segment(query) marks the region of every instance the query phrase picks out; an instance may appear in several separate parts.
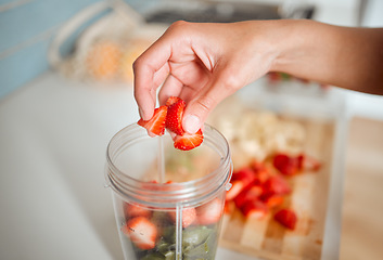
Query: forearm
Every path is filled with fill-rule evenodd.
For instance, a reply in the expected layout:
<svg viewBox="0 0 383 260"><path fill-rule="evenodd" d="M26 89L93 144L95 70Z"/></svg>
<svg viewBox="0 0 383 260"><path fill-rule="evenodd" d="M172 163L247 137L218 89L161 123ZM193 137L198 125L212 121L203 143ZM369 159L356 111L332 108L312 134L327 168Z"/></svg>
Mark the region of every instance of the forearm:
<svg viewBox="0 0 383 260"><path fill-rule="evenodd" d="M270 70L361 92L383 94L383 28L312 21L275 24L281 37Z"/></svg>

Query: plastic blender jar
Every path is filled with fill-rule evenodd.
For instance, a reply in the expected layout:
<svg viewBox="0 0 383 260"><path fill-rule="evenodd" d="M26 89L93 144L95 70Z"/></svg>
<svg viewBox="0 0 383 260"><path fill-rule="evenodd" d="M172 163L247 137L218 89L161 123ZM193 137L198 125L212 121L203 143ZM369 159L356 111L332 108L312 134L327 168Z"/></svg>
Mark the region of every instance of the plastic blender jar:
<svg viewBox="0 0 383 260"><path fill-rule="evenodd" d="M150 138L137 123L106 153L125 259L215 259L232 162L226 139L205 125L204 141L178 151L168 133Z"/></svg>

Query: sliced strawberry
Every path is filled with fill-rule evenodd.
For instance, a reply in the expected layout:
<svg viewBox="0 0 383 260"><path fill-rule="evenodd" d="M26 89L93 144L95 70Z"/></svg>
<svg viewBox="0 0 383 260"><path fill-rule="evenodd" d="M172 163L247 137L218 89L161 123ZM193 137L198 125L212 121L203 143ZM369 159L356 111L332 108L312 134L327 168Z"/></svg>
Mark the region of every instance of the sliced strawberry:
<svg viewBox="0 0 383 260"><path fill-rule="evenodd" d="M177 212L169 211L170 219L173 221L177 221ZM196 220L196 212L195 208L184 208L182 209L182 226L188 227Z"/></svg>
<svg viewBox="0 0 383 260"><path fill-rule="evenodd" d="M276 195L276 194L273 194L273 195L270 195L270 194L264 195L264 196L260 196L259 198L270 209L281 206L283 204L283 202L284 202L284 196L283 195Z"/></svg>
<svg viewBox="0 0 383 260"><path fill-rule="evenodd" d="M186 107L183 100L177 98L169 98L168 102L170 105L167 107L166 116L166 129L178 134L182 135L184 133L182 129L182 115Z"/></svg>
<svg viewBox="0 0 383 260"><path fill-rule="evenodd" d="M275 220L283 226L294 230L297 221L295 212L291 209L281 209L275 214Z"/></svg>
<svg viewBox="0 0 383 260"><path fill-rule="evenodd" d="M122 232L140 249L149 250L155 247L157 227L144 217L129 220L122 226Z"/></svg>
<svg viewBox="0 0 383 260"><path fill-rule="evenodd" d="M135 203L124 203L124 213L125 217L129 219L135 217L149 218L152 214L152 211Z"/></svg>
<svg viewBox="0 0 383 260"><path fill-rule="evenodd" d="M282 176L272 176L263 185L266 195L286 195L291 193L289 182Z"/></svg>
<svg viewBox="0 0 383 260"><path fill-rule="evenodd" d="M252 169L256 176L256 184L263 184L270 177L269 169L263 162L254 160L252 164Z"/></svg>
<svg viewBox="0 0 383 260"><path fill-rule="evenodd" d="M196 133L193 134L184 132L182 135L176 135L174 145L178 150L189 151L200 146L203 140L204 136L200 129Z"/></svg>
<svg viewBox="0 0 383 260"><path fill-rule="evenodd" d="M222 202L215 198L212 202L196 208L199 223L203 225L217 223L222 213Z"/></svg>
<svg viewBox="0 0 383 260"><path fill-rule="evenodd" d="M244 188L244 184L242 181L237 180L231 182L231 187L229 191L226 192L226 200L230 202L234 199L238 194L240 194Z"/></svg>
<svg viewBox="0 0 383 260"><path fill-rule="evenodd" d="M167 99L167 101L166 101L166 106L170 106L170 105L173 105L173 104L175 104L175 103L177 103L178 101L180 101L181 99L180 98L178 98L178 96L169 96L169 99Z"/></svg>
<svg viewBox="0 0 383 260"><path fill-rule="evenodd" d="M256 200L263 194L263 187L259 185L253 185L242 191L235 198L234 203L238 208L241 208L248 200Z"/></svg>
<svg viewBox="0 0 383 260"><path fill-rule="evenodd" d="M248 185L251 185L256 179L256 176L252 168L244 167L238 171L234 171L231 178L231 188L226 193L226 199L231 200Z"/></svg>
<svg viewBox="0 0 383 260"><path fill-rule="evenodd" d="M155 135L163 135L165 133L166 114L167 106L159 106L154 109L153 117L150 120L144 121L141 118L137 123Z"/></svg>
<svg viewBox="0 0 383 260"><path fill-rule="evenodd" d="M295 176L302 170L303 157L293 157L286 154L277 154L273 156L272 165L284 176Z"/></svg>
<svg viewBox="0 0 383 260"><path fill-rule="evenodd" d="M321 164L319 162L319 160L312 156L309 156L307 154L305 154L305 155L302 154L302 155L299 155L299 158L302 159L302 169L303 170L317 171L321 167Z"/></svg>
<svg viewBox="0 0 383 260"><path fill-rule="evenodd" d="M261 219L268 212L267 206L258 199L246 202L240 210L247 219Z"/></svg>

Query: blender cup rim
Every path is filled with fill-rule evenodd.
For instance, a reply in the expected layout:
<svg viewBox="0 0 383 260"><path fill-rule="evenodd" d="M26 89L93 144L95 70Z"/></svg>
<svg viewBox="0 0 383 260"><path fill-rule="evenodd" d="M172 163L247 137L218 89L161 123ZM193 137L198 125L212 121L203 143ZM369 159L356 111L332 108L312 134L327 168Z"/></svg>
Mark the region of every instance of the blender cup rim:
<svg viewBox="0 0 383 260"><path fill-rule="evenodd" d="M131 138L129 142L118 148L131 145L140 140L152 139L148 136L146 131L142 127L131 123L118 131L107 145L105 170L107 186L111 186L114 192L127 200L133 200L149 207L174 208L179 204L183 206L196 205L214 197L221 188L226 188L231 179L233 167L229 144L217 129L207 123L205 123L204 143L221 155L219 166L202 178L181 183L143 182L129 177L118 169L111 157L112 148L114 148L112 144L122 138L129 136L129 133L130 135L136 134L136 138ZM143 190L142 186L146 187L146 190Z"/></svg>

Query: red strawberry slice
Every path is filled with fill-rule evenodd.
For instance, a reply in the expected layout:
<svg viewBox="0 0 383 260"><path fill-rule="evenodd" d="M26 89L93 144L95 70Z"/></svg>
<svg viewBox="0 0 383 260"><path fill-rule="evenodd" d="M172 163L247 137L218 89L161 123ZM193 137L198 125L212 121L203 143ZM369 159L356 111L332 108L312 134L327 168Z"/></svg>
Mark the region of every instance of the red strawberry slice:
<svg viewBox="0 0 383 260"><path fill-rule="evenodd" d="M149 250L155 247L157 229L144 217L129 220L122 226L122 232L140 249Z"/></svg>
<svg viewBox="0 0 383 260"><path fill-rule="evenodd" d="M234 203L238 208L241 208L248 200L256 200L263 194L263 187L259 185L251 186L242 191L235 198Z"/></svg>
<svg viewBox="0 0 383 260"><path fill-rule="evenodd" d="M261 219L268 212L267 206L258 199L246 202L240 210L247 219Z"/></svg>
<svg viewBox="0 0 383 260"><path fill-rule="evenodd" d="M321 164L318 159L309 155L299 155L302 160L302 169L308 171L318 171L321 167Z"/></svg>
<svg viewBox="0 0 383 260"><path fill-rule="evenodd" d="M183 109L186 107L186 103L183 100L170 96L169 100L166 102L168 103L167 107L167 116L166 116L166 129L182 135L184 133L182 129L182 115Z"/></svg>
<svg viewBox="0 0 383 260"><path fill-rule="evenodd" d="M173 104L175 104L175 103L177 103L178 101L180 101L181 99L180 98L178 98L178 96L169 96L169 99L167 99L167 101L166 101L166 106L170 106L170 105L173 105Z"/></svg>
<svg viewBox="0 0 383 260"><path fill-rule="evenodd" d="M200 129L196 133L193 134L184 132L182 135L176 135L174 145L178 150L189 151L200 146L203 140L204 136Z"/></svg>
<svg viewBox="0 0 383 260"><path fill-rule="evenodd" d="M292 157L286 154L277 154L272 165L284 176L295 176L302 170L303 157Z"/></svg>
<svg viewBox="0 0 383 260"><path fill-rule="evenodd" d="M255 180L256 184L263 184L270 177L269 169L263 162L258 162L254 160L252 164L252 168L256 176L256 180Z"/></svg>
<svg viewBox="0 0 383 260"><path fill-rule="evenodd" d="M163 135L165 133L166 114L167 106L159 106L154 109L153 117L150 120L144 121L141 118L137 123L155 135Z"/></svg>
<svg viewBox="0 0 383 260"><path fill-rule="evenodd" d="M170 219L173 221L177 221L177 212L169 211ZM196 212L195 208L186 208L182 209L182 227L188 227L196 220Z"/></svg>
<svg viewBox="0 0 383 260"><path fill-rule="evenodd" d="M275 220L290 230L295 230L297 217L291 209L281 209L275 214Z"/></svg>
<svg viewBox="0 0 383 260"><path fill-rule="evenodd" d="M150 217L152 211L135 203L124 203L124 213L126 218Z"/></svg>
<svg viewBox="0 0 383 260"><path fill-rule="evenodd" d="M203 225L217 223L222 213L222 202L215 198L212 202L196 208L199 223Z"/></svg>
<svg viewBox="0 0 383 260"><path fill-rule="evenodd" d="M273 194L273 195L267 194L267 195L260 196L259 198L270 209L281 206L284 202L283 195L276 195L276 194Z"/></svg>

Problem description → Begin at the line that has "Query: red strawberry slice" and stop after the line that has "109L186 107L186 103L183". Give those lines as a two-column CSV with the headers input and output: each row holds an input and the answer that follows it, each in a single quoted field with line breaks replaced by spaces.

Finished task →
input,output
"Query: red strawberry slice Every path is filled with fill-rule evenodd. For instance, a reply in the expected layout: <svg viewBox=""0 0 383 260""><path fill-rule=""evenodd"" d=""M26 89L93 144L95 70Z""/></svg> <svg viewBox=""0 0 383 260""><path fill-rule=""evenodd"" d=""M172 163L247 137L218 89L161 123ZM193 137L198 125L212 121L203 143ZM369 159L356 111L332 108L312 134L327 168Z""/></svg> Mark the region of every instance of the red strawberry slice:","<svg viewBox=""0 0 383 260""><path fill-rule=""evenodd"" d=""M149 250L155 247L157 229L144 217L129 220L122 226L122 232L140 249Z""/></svg> <svg viewBox=""0 0 383 260""><path fill-rule=""evenodd"" d=""M234 203L238 208L241 208L248 200L256 200L263 194L263 187L259 185L251 186L242 191L235 198Z""/></svg> <svg viewBox=""0 0 383 260""><path fill-rule=""evenodd"" d=""M261 219L268 212L267 206L258 199L246 202L240 210L247 219Z""/></svg> <svg viewBox=""0 0 383 260""><path fill-rule=""evenodd"" d=""M321 164L318 159L309 155L299 155L302 160L302 169L308 171L318 171L321 167Z""/></svg> <svg viewBox=""0 0 383 260""><path fill-rule=""evenodd"" d=""M183 109L186 107L186 103L183 100L170 96L169 100L166 102L168 103L167 107L167 116L166 116L166 129L182 135L184 133L182 129L182 115Z""/></svg>"